:: PROVIDED TEXT ::
########

By Beth O’Keefe RN Care Coordinator with VNSNY CHOICE Health Plans, from the not-for-profit Visiting Nurse Service of New York

Asian Chinese mid-adult female medical practitioner checking blood pressure of African American middle-aged female patient.

Fall is in the air and whenever the seasons change it makes sense to perform a basic health check—especially for older adults, the elderly and those with functional disabilities who may be homebound, or slowing down, and not getting out and about as much as they used to. As a Registered Nurse with VNSNY CHOICE Health Plans in the Hudson Valley and upstate New York, I provide care management for members of our health plan who often live alone, have functional deficits, and/or have various  health ailments that frequently include high blood pressure.

High blood pressure, also known as hypertension, has symptoms that are often subtle—and can be missed by a person who has elevated blood pressure. Having high blood pressure boosts the risk of death due to a heart attack or a stroke, suffering an aneurysm, and having cognitive decline or kidney failure.While high blood pressure cannot be cured, it is critical that it be controlled and managed. Along with medical management and medication therapy as indicated, healthy lifestyle changes like weight loss, a healthy diet and exercise are very important means to addressing high blood pressure.

########

:: DATASET ::
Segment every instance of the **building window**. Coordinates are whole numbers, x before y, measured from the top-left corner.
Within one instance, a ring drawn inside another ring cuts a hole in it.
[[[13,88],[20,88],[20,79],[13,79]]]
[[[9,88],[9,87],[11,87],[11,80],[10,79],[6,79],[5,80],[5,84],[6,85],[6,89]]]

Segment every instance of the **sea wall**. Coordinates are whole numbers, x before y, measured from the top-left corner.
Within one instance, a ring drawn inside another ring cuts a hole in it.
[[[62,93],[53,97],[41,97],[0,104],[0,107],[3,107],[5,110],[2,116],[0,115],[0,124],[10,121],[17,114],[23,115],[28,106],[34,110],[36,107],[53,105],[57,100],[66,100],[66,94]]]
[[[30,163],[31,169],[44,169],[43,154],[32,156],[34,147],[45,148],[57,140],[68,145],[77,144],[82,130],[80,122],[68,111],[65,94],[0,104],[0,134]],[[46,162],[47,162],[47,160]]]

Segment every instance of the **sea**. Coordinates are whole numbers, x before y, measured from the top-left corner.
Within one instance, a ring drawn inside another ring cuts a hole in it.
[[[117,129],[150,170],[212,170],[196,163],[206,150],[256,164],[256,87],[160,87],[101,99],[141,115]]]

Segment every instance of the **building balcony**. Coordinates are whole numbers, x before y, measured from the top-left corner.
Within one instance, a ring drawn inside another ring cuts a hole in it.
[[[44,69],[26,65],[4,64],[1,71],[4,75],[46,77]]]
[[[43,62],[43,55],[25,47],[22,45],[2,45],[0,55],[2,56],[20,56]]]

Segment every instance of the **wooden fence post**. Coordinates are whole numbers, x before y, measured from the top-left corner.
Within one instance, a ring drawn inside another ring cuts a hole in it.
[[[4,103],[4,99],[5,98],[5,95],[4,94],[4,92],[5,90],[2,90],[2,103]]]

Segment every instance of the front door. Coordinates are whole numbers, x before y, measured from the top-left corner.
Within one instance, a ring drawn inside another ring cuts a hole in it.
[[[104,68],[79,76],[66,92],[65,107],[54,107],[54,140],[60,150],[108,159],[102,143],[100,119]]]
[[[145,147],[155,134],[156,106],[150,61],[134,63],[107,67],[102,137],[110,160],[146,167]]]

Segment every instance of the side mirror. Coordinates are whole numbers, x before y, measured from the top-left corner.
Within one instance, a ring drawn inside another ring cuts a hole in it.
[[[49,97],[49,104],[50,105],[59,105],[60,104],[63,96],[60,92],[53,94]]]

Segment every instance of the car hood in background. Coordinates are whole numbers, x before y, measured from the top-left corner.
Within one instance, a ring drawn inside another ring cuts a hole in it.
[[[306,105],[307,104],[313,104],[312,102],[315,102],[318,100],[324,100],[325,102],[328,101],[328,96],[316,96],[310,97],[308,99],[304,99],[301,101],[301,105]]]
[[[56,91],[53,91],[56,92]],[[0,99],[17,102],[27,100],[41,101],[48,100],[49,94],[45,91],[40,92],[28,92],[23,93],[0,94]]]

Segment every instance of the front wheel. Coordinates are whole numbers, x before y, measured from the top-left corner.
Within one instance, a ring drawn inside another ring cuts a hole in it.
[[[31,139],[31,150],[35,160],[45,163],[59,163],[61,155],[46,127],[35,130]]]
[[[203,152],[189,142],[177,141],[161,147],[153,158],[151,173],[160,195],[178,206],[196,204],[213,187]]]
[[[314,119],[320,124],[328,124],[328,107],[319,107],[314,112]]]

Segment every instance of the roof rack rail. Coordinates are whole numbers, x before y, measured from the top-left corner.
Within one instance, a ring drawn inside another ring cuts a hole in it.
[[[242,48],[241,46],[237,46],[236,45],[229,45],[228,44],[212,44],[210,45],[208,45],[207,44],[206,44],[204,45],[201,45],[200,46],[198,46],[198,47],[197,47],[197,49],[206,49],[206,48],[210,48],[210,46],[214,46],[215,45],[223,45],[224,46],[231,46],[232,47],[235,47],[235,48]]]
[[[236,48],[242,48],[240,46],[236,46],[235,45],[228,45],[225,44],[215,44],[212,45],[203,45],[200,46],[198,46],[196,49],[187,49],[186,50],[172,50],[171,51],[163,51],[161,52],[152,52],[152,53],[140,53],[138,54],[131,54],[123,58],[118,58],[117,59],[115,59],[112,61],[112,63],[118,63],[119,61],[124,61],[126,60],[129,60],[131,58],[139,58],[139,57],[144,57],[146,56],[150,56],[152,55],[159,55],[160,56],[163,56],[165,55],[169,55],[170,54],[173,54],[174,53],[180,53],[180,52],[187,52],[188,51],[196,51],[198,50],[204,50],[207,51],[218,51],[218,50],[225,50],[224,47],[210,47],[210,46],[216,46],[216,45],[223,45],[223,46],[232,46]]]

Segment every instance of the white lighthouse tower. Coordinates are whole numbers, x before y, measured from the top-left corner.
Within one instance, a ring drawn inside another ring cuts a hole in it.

########

:: ASSIGNED TASK A ::
From the blood pressure article, set down the passage starting with "By Beth O’Keefe" and going on through "include high blood pressure.".
:: ASSIGNED TASK B ::
What other name for high blood pressure does the blood pressure article give?
:: ASSIGNED TASK C ::
Extend the article on high blood pressure from where it stops.

:: TASK ANSWER A ::
By Beth O’Keefe RN Care Coordinator with VNSNY CHOICE Health Plans, from the not-for-profit Visiting Nurse Service of New York

Asian Chinese mid-adult female medical practitioner checking blood pressure of African American middle-aged female patient.

Fall is in the air and whenever the seasons change it makes sense to perform a basic health check—especially for older adults, the elderly and those with functional disabilities who may be homebound, or slowing down, and not getting out and about as much as they used to. As a Registered Nurse with VNSNY CHOICE Health Plans in the Hudson Valley and upstate New York, I provide care management for members of our health plan who often live alone, have functional deficits, and/or have various  health ailments that frequently include high blood pressure.

:: TASK ANSWER B ::
Hypertension.

:: TASK ANSWER C ::
Management in the home setting is an important way to minimize the risks associated with a diagnosis of hypertension. Registered Nurse Care Coordinators in our health plan, work to ensure that our members with hypertension learn to manage their medications, maintain healthy lifestyles, be aware of the importance of regular follow-up with their health care provider; and be knowledgeable of signs and symptoms to report to their health care provider or that may require emergency interventions.

The following reminders are important for all adults to review with their physician or health care provider, but are especially so for anyone over the age of 65:

Review and Update Medications

Once a year all medications taken should be reviewed with your health care provider for necessity, regimen, dosage needed, effectiveness, side effects and interactions.  It is also important to keep an up-to-date list of all the medications you are taking, including over-the-counter medications and any supplements you take. For many people, including people who are forgetful, a medication pre-pour box can help to ensure that medications are being taken correctly. Finally, it is important to use only one pharmacy for all of your medication needs, in order to decrease the risk of medication errors and interactions.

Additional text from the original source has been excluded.